### ЗАДАНИЕ
Выведите в виде CSV с двумя столбцами, «текст» и «ответ», только записи, начиная с самого начала записей и заканчивая строкой, содержащей "[617,269,650,325]", включительно. Каждой записи отводится одна строка CSV, каждое значение стоит в отдельном поле в кавычках, а переносы строк заменены пробелами.

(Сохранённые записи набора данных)
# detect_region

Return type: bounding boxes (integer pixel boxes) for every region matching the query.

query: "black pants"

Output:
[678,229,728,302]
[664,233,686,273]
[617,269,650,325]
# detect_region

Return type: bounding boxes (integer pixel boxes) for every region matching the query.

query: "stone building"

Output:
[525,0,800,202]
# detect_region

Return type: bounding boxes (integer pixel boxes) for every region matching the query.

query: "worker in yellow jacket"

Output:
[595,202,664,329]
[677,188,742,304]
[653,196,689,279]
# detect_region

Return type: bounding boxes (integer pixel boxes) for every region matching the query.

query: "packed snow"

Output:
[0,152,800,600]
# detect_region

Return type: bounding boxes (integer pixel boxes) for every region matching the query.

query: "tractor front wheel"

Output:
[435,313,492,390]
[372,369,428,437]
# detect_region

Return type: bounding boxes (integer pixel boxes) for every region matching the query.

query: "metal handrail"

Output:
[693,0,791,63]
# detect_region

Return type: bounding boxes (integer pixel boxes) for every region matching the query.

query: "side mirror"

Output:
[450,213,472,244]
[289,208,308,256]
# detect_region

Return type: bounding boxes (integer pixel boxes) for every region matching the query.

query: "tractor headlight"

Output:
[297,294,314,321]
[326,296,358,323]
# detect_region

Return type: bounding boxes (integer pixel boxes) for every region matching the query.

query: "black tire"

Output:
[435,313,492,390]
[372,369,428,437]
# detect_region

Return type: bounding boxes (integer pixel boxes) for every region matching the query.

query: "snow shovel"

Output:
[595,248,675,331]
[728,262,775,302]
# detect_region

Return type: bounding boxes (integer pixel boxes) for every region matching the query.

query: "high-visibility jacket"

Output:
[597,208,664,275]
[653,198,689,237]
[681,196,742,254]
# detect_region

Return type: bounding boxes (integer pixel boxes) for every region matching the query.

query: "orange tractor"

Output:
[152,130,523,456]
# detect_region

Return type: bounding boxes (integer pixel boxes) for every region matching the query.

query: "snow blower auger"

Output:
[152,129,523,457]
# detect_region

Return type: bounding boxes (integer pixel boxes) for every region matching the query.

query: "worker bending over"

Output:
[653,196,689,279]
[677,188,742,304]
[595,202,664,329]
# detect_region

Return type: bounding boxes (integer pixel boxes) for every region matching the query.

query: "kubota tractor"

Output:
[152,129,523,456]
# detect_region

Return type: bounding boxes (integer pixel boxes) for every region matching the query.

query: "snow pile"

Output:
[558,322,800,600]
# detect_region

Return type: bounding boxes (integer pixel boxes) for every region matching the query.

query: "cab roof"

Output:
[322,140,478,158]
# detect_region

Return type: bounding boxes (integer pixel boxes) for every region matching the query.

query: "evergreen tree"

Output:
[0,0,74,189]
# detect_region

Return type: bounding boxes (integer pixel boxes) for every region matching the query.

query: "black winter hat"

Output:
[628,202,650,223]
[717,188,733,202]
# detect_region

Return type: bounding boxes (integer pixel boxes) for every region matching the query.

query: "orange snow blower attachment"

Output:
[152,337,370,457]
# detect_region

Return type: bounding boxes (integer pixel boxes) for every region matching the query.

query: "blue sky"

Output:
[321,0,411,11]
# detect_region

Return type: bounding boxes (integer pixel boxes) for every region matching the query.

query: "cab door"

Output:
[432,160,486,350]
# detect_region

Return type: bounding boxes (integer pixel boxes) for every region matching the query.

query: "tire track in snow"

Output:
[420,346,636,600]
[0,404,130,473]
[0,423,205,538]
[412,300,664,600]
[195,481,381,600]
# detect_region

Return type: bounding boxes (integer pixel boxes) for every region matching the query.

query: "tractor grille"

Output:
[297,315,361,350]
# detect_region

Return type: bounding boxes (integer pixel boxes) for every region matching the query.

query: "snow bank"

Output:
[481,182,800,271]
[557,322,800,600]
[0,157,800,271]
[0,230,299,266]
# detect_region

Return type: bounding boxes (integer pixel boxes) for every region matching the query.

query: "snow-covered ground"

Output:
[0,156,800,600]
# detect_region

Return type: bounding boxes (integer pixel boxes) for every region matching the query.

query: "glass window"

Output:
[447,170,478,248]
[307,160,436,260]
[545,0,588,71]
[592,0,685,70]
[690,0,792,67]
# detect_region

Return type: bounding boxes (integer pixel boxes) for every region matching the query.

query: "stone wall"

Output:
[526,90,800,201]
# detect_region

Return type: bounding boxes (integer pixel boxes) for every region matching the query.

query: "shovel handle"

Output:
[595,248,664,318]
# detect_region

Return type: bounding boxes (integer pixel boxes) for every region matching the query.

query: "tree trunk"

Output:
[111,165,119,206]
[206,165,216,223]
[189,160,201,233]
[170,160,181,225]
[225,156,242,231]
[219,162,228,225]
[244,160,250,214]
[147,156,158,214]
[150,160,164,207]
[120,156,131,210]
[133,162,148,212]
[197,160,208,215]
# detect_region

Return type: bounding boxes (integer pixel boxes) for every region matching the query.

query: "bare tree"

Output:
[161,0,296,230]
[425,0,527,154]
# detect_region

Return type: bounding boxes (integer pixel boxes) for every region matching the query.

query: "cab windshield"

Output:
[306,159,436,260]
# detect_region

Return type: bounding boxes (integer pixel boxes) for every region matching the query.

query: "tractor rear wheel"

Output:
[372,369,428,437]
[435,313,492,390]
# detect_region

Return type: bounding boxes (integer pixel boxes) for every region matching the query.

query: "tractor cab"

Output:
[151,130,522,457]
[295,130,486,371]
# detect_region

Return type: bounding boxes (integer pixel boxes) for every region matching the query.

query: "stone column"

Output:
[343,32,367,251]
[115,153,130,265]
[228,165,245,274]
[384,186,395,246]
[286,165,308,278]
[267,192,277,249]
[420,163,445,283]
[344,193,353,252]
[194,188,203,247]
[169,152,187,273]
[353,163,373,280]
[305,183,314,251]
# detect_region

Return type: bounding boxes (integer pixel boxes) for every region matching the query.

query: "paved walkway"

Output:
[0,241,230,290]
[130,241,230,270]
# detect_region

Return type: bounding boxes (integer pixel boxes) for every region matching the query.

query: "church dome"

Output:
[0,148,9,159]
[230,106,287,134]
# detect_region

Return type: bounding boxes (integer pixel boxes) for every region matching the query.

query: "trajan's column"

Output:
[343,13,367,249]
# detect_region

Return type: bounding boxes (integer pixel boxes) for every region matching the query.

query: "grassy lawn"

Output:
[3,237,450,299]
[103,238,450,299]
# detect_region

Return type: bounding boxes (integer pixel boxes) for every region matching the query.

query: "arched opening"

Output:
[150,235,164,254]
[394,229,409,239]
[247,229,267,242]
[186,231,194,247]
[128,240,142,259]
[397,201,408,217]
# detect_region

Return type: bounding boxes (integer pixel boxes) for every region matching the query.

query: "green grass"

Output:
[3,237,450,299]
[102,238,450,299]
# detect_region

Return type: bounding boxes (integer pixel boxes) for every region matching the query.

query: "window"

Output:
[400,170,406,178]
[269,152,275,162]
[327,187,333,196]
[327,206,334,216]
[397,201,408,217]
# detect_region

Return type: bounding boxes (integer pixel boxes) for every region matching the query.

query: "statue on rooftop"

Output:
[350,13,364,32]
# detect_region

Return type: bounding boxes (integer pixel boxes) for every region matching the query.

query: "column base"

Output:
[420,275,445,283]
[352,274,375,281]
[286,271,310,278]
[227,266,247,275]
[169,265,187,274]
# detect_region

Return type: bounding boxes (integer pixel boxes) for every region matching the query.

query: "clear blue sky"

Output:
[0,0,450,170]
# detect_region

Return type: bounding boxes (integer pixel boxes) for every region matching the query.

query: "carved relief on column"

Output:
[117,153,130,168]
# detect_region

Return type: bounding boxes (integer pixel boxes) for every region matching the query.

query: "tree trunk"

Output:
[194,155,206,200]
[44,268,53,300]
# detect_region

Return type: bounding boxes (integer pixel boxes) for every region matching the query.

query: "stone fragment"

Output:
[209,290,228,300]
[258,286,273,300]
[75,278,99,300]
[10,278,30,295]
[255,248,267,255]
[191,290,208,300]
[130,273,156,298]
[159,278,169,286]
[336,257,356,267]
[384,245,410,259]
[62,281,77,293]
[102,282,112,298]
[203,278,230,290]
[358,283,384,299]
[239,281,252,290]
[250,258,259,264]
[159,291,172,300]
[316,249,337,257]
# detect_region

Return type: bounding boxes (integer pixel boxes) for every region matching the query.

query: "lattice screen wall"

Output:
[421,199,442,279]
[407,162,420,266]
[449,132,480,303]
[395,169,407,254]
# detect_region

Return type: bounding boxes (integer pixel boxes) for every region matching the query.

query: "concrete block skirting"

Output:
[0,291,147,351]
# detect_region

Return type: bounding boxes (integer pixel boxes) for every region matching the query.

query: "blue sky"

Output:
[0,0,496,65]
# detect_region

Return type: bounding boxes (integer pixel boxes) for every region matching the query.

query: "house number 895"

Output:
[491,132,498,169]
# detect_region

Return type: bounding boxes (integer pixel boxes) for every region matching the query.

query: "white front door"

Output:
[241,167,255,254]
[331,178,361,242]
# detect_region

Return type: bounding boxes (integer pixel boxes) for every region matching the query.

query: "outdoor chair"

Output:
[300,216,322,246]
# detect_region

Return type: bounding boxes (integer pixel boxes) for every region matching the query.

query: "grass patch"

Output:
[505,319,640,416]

### ВЫПОЛНЕННОЕ УПРАЖНЕНИЕ
текст,ответ
"# detect_region Return type: bounding boxes (integer pixel boxes) for every region matching the query. query: ""black pants"" Output:","[678,229,728,302] [664,233,686,273] [617,269,650,325]"